### EXERCISE OBJECTIVE
Please return all of the entries below exactly as they are written.

[Saved entries]
—————

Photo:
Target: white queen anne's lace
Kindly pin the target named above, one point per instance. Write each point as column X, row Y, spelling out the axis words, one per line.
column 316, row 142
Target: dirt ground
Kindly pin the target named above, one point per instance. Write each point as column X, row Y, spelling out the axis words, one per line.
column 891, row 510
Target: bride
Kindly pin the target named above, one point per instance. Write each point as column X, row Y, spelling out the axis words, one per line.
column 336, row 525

—————

### OUTPUT OF THE TASK
Photo:
Target: white queen anne's lace
Kindly pin the target named above, one point per instance. Write each point as column X, row Y, spelling out the axis words, one per line.
column 316, row 142
Target: dirt ground
Kindly pin the target named above, one point per instance. Write each point as column X, row Y, spelling out the axis words, one per line.
column 891, row 510
Target: bride
Kindly pin the target named above, one point per instance. Write each point as column X, row Y, spelling out the axis words, one per line.
column 336, row 525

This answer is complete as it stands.